* THE DATA *
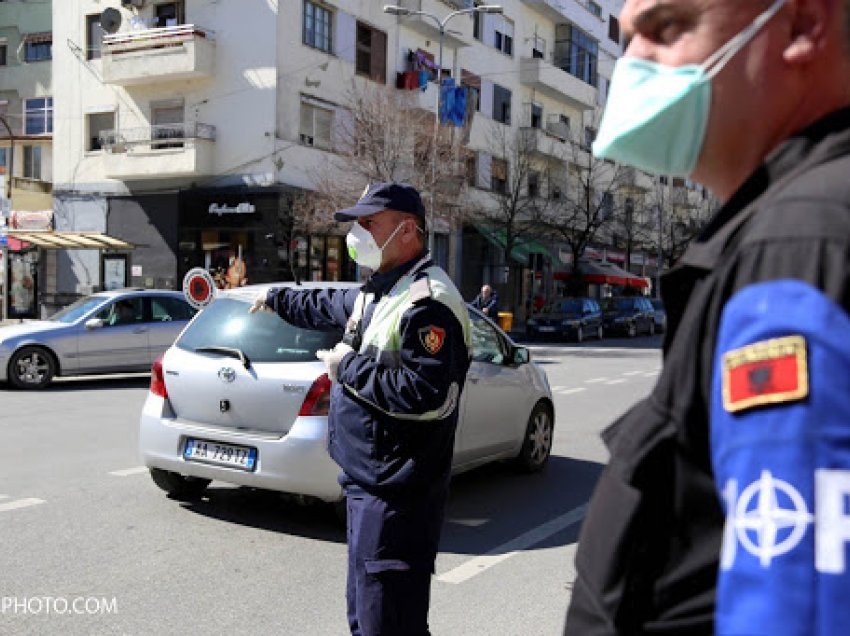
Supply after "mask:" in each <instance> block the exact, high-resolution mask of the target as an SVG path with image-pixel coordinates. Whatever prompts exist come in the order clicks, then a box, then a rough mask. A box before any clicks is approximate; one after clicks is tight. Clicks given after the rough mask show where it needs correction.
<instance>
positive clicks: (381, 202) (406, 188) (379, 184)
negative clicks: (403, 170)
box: [334, 182, 425, 221]
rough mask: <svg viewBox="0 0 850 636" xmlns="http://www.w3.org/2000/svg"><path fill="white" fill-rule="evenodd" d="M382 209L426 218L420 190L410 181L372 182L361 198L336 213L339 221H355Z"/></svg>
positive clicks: (335, 218) (336, 219)
mask: <svg viewBox="0 0 850 636" xmlns="http://www.w3.org/2000/svg"><path fill="white" fill-rule="evenodd" d="M382 210H396V211H397V212H407V213H408V214H415V215H416V216H419V217H422V218H423V219H424V218H425V206H424V205H422V197H420V196H419V191H418V190H417V189H416V188H414V187H413V186H412V185H410V184H409V183H396V182H386V183H372V184H370V185H368V186H366V189H365V190H364V191H363V194H362V195H361V196H360V200H359V201H358V202H357V203H356V204H355V205H354V206H353V207H350V208H346V209H345V210H340V211H339V212H337V213H336V214H334V218H335V219H336V220H337V221H353V220H355V219H357V218H360V217H361V216H368V215H370V214H375V213H376V212H380V211H382Z"/></svg>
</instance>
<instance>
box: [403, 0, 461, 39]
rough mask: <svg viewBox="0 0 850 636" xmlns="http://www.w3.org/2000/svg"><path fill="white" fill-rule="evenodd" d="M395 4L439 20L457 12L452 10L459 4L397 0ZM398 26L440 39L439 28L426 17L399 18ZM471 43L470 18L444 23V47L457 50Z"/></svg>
mask: <svg viewBox="0 0 850 636" xmlns="http://www.w3.org/2000/svg"><path fill="white" fill-rule="evenodd" d="M396 4H398V6H400V7H404V8H405V9H410V10H411V11H422V12H423V13H430V14H431V15H433V16H435V17H437V18H439V19H440V20H444V19H445V17H446V16H447V15H449V14H450V13H452V12H453V11H457V9H455V8H453V5H459V4H461V3H458V2H451V3H448V4H447V3H446V2H445V1H441V0H398V2H397V3H396ZM399 24H400V25H402V26H404V27H407V28H409V29H411V30H413V31H416V32H417V33H419V34H420V35H424V36H425V37H427V38H429V39H434V40H436V39H437V38H439V37H440V28H439V27H438V26H437V23H436V22H435V21H434V20H432V19H431V18H428V17H426V16H422V15H412V16H407V17H402V18H399ZM472 42H473V37H472V16H470V15H467V16H458V17H456V18H452V19H451V20H450V21H449V22H447V23H446V29H445V32H444V34H443V43H444V44H445V46H448V47H450V48H457V47H460V46H469V45H470V44H472Z"/></svg>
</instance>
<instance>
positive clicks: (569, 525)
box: [437, 504, 587, 585]
mask: <svg viewBox="0 0 850 636" xmlns="http://www.w3.org/2000/svg"><path fill="white" fill-rule="evenodd" d="M586 510H587V504H585V505H582V506H579V507H578V508H573V509H572V510H570V511H569V512H567V513H565V514H563V515H561V516H560V517H556V518H554V519H552V520H551V521H547V522H546V523H544V524H542V525H539V526H537V527H536V528H532V529H531V530H529V531H528V532H525V533H523V534H521V535H519V536H518V537H516V538H514V539H511V540H510V541H508V542H507V543H503V544H502V545H500V546H498V547H496V548H493V549H492V550H490V551H489V552H488V553H487V554H483V555H481V556H479V557H475V558H474V559H470V560H469V561H467V562H466V563H464V564H462V565H459V566H458V567H456V568H454V569H452V570H449V571H448V572H445V573H444V574H441V575H440V576H438V577H437V580H438V581H440V582H441V583H452V584H455V585H457V584H458V583H463V582H464V581H468V580H469V579H471V578H472V577H473V576H475V575H477V574H481V573H482V572H484V571H486V570H489V569H490V568H491V567H493V566H494V565H497V564H499V563H501V562H502V561H504V560H505V559H509V558H510V557H512V556H513V555H515V554H516V553H517V552H519V551H520V550H524V549H526V548H528V547H530V546H532V545H535V544H537V543H540V542H541V541H543V540H544V539H547V538H548V537H550V536H552V535H553V534H555V533H556V532H560V531H561V530H563V529H565V528H569V527H570V526H571V525H573V524H574V523H576V522H578V521H581V520H582V519H583V518H584V513H585V512H586Z"/></svg>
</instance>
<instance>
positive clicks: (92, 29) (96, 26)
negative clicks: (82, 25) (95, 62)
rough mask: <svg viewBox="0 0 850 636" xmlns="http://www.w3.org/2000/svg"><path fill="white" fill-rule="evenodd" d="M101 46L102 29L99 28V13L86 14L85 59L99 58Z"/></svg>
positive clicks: (99, 25) (101, 37)
mask: <svg viewBox="0 0 850 636" xmlns="http://www.w3.org/2000/svg"><path fill="white" fill-rule="evenodd" d="M102 47H103V29H101V28H100V14H99V13H96V14H94V15H87V16H86V59H87V60H95V59H98V58H100V52H101V48H102Z"/></svg>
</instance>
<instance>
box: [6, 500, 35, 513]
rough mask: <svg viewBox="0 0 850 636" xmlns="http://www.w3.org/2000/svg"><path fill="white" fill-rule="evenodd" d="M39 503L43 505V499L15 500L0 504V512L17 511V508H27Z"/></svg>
mask: <svg viewBox="0 0 850 636" xmlns="http://www.w3.org/2000/svg"><path fill="white" fill-rule="evenodd" d="M40 503H45V501H44V499H35V498H29V499H15V500H13V501H9V502H6V503H4V504H0V512H6V511H8V510H17V509H18V508H27V507H29V506H37V505H38V504H40Z"/></svg>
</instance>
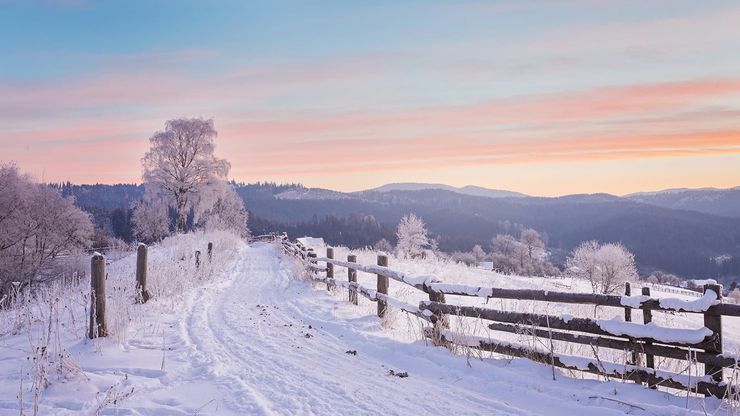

* REQUIREMENT *
Retype the records exactly, but skip the pictures.

* YOUR SOLUTION *
Supply after "mask:" in each <instance> block the exact, high-resolution mask of the target as an SVG path with image-pixel coordinates. Whatever prompts exist come in the order clicks, then a box, then a rough mask. A box before any clicks is approximate; one after clicks is tight. Clicks given after the rough mask show where it needs correction.
<instance>
positive clicks: (381, 202) (406, 188) (379, 184)
negative clicks: (403, 170)
box: [334, 182, 425, 221]
rough mask: <svg viewBox="0 0 850 636" xmlns="http://www.w3.org/2000/svg"><path fill="white" fill-rule="evenodd" d="M382 209L426 218L420 190L410 181L372 182L361 198L336 213L339 221H355Z"/></svg>
positive clicks: (335, 218) (336, 219)
mask: <svg viewBox="0 0 850 636" xmlns="http://www.w3.org/2000/svg"><path fill="white" fill-rule="evenodd" d="M382 210H396V211H397V212H407V213H408V214H415V215H416V216H419V217H422V218H423V219H424V218H425V206H424V205H422V197H420V196H419V191H418V190H417V189H416V188H414V187H413V186H412V185H410V184H409V183H396V182H386V183H372V184H370V185H368V186H366V189H365V190H364V191H363V194H362V195H361V196H360V200H359V201H358V202H357V203H356V204H355V205H354V206H353V207H350V208H346V209H345V210H340V211H339V212H337V213H336V214H334V218H335V219H336V220H337V221H353V220H355V219H357V218H360V217H361V216H368V215H370V214H375V213H376V212H380V211H382Z"/></svg>
</instance>
<instance>
box: [403, 0, 461, 39]
rough mask: <svg viewBox="0 0 850 636" xmlns="http://www.w3.org/2000/svg"><path fill="white" fill-rule="evenodd" d="M395 4L439 20L457 12L452 10L459 4L397 0ZM398 26L440 39L439 28L426 17L399 18ZM471 43L470 18L444 23V47L457 50Z"/></svg>
mask: <svg viewBox="0 0 850 636" xmlns="http://www.w3.org/2000/svg"><path fill="white" fill-rule="evenodd" d="M396 4H398V6H400V7H404V8H405V9H410V10H411V11H422V12H423V13H430V14H431V15H433V16H435V17H437V18H439V19H440V20H444V19H445V17H446V16H447V15H449V14H450V13H452V12H453V11H457V9H455V8H453V5H459V4H461V3H458V2H451V3H448V4H447V3H446V2H445V1H441V0H398V2H397V3H396ZM399 24H400V25H402V26H404V27H407V28H409V29H411V30H413V31H416V32H417V33H419V34H420V35H424V36H425V37H427V38H429V39H434V40H436V39H437V38H439V37H440V28H439V27H438V26H437V23H436V22H435V21H434V20H432V19H431V18H428V17H426V16H422V15H412V16H407V17H402V18H399ZM472 42H473V37H472V16H470V15H467V16H458V17H456V18H452V19H451V20H450V21H449V22H447V23H446V29H445V32H444V34H443V43H444V44H445V46H448V47H450V48H457V47H460V46H469V45H470V44H472Z"/></svg>
</instance>
<instance>
positive clicks: (569, 525)
box: [437, 504, 587, 585]
mask: <svg viewBox="0 0 850 636" xmlns="http://www.w3.org/2000/svg"><path fill="white" fill-rule="evenodd" d="M586 510H587V504H585V505H582V506H579V507H578V508H573V509H572V510H570V511H569V512H567V513H565V514H563V515H561V516H560V517H556V518H554V519H552V520H551V521H547V522H546V523H544V524H542V525H539V526H537V527H536V528H532V529H531V530H529V531H528V532H525V533H523V534H521V535H519V536H518V537H516V538H514V539H511V540H510V541H508V542H507V543H503V544H502V545H500V546H498V547H496V548H493V549H492V550H490V551H489V552H488V553H487V554H483V555H481V556H479V557H475V558H474V559H470V560H469V561H467V562H466V563H464V564H462V565H459V566H458V567H456V568H454V569H452V570H449V571H448V572H445V573H444V574H441V575H440V576H438V577H437V580H438V581H440V582H441V583H452V584H455V585H457V584H458V583H463V582H464V581H468V580H469V579H471V578H472V577H473V576H475V575H477V574H481V573H482V572H484V571H486V570H489V569H490V568H491V567H493V566H494V565H497V564H499V563H501V562H502V561H504V560H505V559H509V558H510V557H512V556H513V555H515V554H516V553H517V552H519V551H520V550H524V549H526V548H528V547H530V546H532V545H535V544H537V543H540V542H541V541H543V540H544V539H547V538H548V537H550V536H552V535H553V534H555V533H556V532H560V531H561V530H563V529H565V528H569V527H570V526H571V525H573V524H574V523H576V522H578V521H581V520H582V519H583V518H584V513H585V512H586Z"/></svg>
</instance>
<instance>
positive clicks: (92, 29) (96, 26)
negative clicks: (82, 25) (95, 62)
rough mask: <svg viewBox="0 0 850 636" xmlns="http://www.w3.org/2000/svg"><path fill="white" fill-rule="evenodd" d="M101 46L102 29L99 28V13L86 14L85 59L99 58Z"/></svg>
positive clicks: (99, 25) (101, 37)
mask: <svg viewBox="0 0 850 636" xmlns="http://www.w3.org/2000/svg"><path fill="white" fill-rule="evenodd" d="M102 47H103V29H101V28H100V14H99V13H96V14H94V15H87V16H86V59H87V60H95V59H98V58H100V52H101V48H102Z"/></svg>
</instance>
<instance>
box: [6, 500, 35, 513]
rough mask: <svg viewBox="0 0 850 636" xmlns="http://www.w3.org/2000/svg"><path fill="white" fill-rule="evenodd" d="M39 503L43 505V499L15 500L0 504V512L17 511V508H27Z"/></svg>
mask: <svg viewBox="0 0 850 636" xmlns="http://www.w3.org/2000/svg"><path fill="white" fill-rule="evenodd" d="M40 503H45V501H44V499H35V498H29V499H15V500H13V501H9V502H6V503H4V504H0V512H6V511H8V510H17V509H18V508H27V507H29V506H37V505H38V504H40Z"/></svg>
</instance>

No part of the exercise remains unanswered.